§ WHAT NEEDS TO BE DONE
List each line in the entries below that contains the word "textured", copying the whole line.

(Collected data entries)
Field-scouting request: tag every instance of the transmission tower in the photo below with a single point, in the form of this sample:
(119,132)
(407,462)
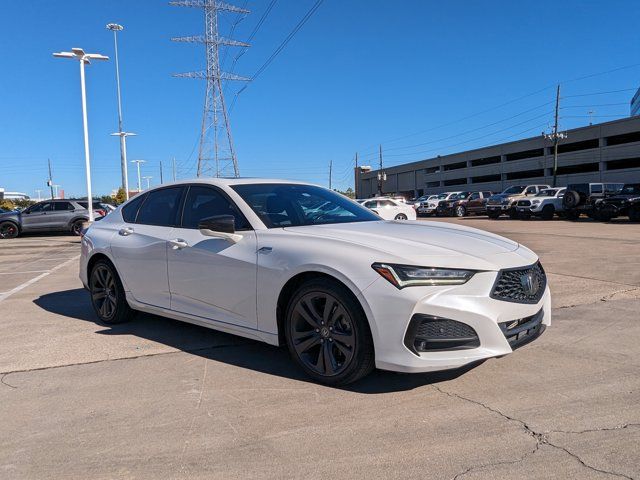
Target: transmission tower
(216,155)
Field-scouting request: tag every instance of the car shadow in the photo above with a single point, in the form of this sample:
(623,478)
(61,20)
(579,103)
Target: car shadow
(226,348)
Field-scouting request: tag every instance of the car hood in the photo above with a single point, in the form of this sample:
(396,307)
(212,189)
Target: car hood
(427,243)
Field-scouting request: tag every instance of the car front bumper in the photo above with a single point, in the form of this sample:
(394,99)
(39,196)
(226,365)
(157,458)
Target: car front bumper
(469,304)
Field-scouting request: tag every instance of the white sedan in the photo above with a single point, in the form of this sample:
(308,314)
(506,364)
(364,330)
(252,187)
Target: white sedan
(390,209)
(343,289)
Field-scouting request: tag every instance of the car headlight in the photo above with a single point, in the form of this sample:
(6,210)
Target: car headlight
(402,276)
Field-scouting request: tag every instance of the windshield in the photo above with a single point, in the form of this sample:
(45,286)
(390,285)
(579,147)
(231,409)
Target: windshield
(631,189)
(514,189)
(293,205)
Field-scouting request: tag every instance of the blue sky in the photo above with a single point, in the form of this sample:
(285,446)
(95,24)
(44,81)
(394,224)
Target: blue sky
(360,72)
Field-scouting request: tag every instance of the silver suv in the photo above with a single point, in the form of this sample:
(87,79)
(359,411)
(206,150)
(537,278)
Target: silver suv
(47,216)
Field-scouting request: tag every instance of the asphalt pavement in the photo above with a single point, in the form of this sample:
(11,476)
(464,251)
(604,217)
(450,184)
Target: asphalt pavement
(158,398)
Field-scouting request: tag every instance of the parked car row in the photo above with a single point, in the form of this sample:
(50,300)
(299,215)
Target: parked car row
(600,201)
(50,216)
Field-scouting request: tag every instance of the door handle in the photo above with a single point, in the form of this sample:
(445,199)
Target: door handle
(178,244)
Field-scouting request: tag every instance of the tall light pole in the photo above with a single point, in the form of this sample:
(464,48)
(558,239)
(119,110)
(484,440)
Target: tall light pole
(138,162)
(82,57)
(115,28)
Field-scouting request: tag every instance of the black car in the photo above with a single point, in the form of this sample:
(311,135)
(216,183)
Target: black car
(582,198)
(464,203)
(625,203)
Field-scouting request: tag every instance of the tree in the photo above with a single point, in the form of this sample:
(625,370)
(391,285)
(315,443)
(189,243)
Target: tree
(121,196)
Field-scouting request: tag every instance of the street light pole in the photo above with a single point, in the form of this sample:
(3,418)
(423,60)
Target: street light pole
(138,162)
(79,54)
(115,28)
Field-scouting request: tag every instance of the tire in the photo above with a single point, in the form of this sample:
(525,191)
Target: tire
(76,227)
(107,294)
(571,199)
(8,230)
(547,212)
(312,333)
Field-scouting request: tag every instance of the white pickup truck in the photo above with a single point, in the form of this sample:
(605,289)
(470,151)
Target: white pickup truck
(545,204)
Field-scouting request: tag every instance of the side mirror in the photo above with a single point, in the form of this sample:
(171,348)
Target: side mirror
(220,226)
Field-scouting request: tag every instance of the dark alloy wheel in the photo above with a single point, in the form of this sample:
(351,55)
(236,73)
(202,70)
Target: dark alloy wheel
(461,211)
(107,295)
(547,212)
(76,227)
(8,230)
(327,333)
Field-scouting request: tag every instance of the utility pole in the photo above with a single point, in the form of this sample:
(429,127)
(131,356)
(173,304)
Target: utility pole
(138,162)
(50,182)
(115,28)
(356,178)
(382,175)
(556,137)
(216,155)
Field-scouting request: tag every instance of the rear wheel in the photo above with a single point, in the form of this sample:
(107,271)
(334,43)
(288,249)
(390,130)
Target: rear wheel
(107,294)
(327,333)
(547,212)
(8,230)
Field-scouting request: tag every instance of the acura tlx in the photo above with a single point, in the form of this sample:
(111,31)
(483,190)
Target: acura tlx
(299,265)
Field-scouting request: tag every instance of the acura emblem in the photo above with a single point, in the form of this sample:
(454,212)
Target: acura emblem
(530,283)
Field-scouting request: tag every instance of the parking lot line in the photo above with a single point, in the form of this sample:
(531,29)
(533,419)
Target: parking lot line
(24,285)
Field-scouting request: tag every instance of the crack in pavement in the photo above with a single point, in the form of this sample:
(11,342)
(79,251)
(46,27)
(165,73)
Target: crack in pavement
(104,360)
(541,438)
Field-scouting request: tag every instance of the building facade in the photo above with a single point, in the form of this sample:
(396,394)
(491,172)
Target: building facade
(635,104)
(604,152)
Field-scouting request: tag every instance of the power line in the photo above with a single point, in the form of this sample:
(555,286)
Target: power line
(279,49)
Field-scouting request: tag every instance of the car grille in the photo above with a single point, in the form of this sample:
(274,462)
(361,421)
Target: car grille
(520,285)
(428,333)
(521,331)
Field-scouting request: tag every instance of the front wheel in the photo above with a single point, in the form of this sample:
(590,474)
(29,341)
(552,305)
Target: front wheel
(547,212)
(328,334)
(107,294)
(8,230)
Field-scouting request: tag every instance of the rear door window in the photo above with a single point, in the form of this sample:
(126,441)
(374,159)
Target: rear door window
(161,207)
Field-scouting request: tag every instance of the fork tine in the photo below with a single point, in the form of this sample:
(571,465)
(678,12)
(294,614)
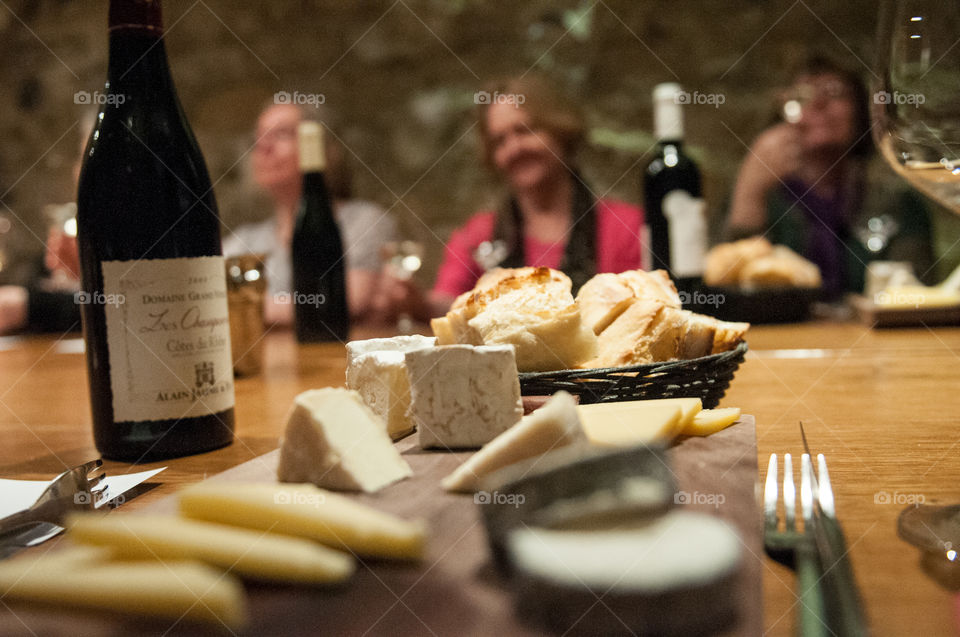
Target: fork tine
(95,480)
(789,493)
(807,491)
(771,494)
(90,466)
(825,490)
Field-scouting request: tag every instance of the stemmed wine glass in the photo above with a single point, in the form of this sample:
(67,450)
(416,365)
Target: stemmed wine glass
(916,95)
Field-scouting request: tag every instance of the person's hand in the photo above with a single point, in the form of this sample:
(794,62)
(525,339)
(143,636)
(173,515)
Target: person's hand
(13,308)
(774,155)
(404,297)
(62,255)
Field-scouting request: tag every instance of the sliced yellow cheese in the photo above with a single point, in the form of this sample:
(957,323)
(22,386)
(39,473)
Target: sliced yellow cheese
(552,426)
(710,421)
(86,578)
(304,510)
(243,551)
(636,422)
(629,427)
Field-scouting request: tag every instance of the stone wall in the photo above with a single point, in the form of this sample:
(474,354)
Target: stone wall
(399,79)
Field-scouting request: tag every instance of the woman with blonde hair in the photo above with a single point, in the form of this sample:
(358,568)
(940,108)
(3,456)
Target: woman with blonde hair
(364,226)
(530,135)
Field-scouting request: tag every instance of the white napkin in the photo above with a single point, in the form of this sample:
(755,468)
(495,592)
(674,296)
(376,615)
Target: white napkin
(17,495)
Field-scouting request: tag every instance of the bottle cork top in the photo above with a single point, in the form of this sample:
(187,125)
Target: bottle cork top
(668,101)
(310,146)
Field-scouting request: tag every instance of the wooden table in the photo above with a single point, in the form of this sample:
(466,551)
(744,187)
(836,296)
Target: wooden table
(881,405)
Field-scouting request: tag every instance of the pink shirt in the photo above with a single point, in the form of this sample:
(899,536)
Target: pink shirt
(618,246)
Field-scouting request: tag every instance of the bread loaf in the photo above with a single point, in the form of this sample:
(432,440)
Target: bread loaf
(604,297)
(531,309)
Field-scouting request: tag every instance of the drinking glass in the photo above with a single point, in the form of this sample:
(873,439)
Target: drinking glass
(5,226)
(916,95)
(403,259)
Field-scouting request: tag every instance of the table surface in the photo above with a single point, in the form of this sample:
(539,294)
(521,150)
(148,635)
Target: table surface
(881,405)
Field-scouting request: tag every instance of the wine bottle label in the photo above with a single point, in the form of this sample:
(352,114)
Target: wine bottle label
(168,335)
(687,222)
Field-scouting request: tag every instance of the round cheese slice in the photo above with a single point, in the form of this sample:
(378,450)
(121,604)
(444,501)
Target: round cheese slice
(672,575)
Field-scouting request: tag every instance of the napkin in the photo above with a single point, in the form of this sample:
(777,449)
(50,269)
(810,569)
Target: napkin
(17,495)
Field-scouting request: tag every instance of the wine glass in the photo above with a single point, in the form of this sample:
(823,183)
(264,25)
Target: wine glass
(916,95)
(402,260)
(5,226)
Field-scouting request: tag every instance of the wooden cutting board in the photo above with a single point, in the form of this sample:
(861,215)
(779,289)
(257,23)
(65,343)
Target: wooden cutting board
(455,591)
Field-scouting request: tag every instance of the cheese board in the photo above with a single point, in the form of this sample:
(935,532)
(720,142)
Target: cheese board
(456,588)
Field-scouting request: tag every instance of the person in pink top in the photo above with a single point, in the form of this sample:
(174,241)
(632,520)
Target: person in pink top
(530,134)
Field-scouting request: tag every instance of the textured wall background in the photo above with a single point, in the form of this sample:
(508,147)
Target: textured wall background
(399,78)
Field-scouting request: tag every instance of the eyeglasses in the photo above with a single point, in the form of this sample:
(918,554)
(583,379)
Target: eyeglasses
(824,89)
(800,95)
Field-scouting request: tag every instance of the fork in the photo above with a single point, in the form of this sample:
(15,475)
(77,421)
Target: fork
(793,548)
(74,489)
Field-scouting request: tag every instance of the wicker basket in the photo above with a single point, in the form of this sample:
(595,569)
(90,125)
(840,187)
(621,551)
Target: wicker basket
(706,378)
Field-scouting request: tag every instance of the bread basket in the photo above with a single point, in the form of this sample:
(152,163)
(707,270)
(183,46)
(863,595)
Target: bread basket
(706,378)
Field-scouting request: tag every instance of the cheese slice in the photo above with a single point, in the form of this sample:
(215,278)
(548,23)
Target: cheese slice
(305,511)
(405,343)
(83,577)
(243,551)
(710,421)
(554,425)
(463,396)
(381,380)
(333,440)
(619,424)
(376,370)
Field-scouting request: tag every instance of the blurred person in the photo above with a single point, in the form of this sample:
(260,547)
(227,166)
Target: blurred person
(808,182)
(530,135)
(364,226)
(47,302)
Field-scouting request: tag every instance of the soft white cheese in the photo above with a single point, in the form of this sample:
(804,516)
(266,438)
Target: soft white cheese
(676,550)
(404,343)
(335,441)
(380,377)
(554,425)
(463,396)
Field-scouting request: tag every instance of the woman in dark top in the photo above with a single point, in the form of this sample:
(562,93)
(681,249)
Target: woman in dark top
(810,183)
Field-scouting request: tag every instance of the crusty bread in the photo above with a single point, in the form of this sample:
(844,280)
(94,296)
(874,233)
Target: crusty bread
(624,342)
(781,268)
(656,285)
(489,280)
(725,261)
(649,331)
(604,297)
(531,309)
(727,335)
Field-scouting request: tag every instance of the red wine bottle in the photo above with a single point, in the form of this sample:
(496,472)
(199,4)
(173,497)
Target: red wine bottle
(154,302)
(673,205)
(319,276)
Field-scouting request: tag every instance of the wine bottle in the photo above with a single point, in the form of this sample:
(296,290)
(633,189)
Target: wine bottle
(319,278)
(154,303)
(674,209)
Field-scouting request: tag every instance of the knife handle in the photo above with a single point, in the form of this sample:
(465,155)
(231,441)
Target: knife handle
(844,604)
(811,621)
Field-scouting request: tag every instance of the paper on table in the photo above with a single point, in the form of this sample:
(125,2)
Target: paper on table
(18,495)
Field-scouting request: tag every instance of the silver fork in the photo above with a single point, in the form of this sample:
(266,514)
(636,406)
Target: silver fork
(794,548)
(74,489)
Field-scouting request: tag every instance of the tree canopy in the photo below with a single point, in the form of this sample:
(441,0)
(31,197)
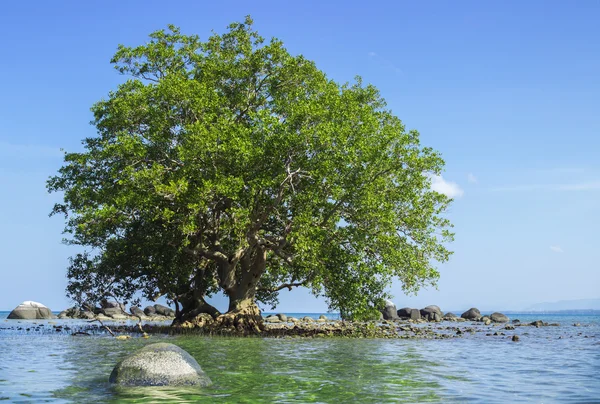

§ SOLVED PROBLEM
Field-scouting request: tag every instance of the textured wall background in the photo above with a single point, in the form of this sample:
Target: textured wall background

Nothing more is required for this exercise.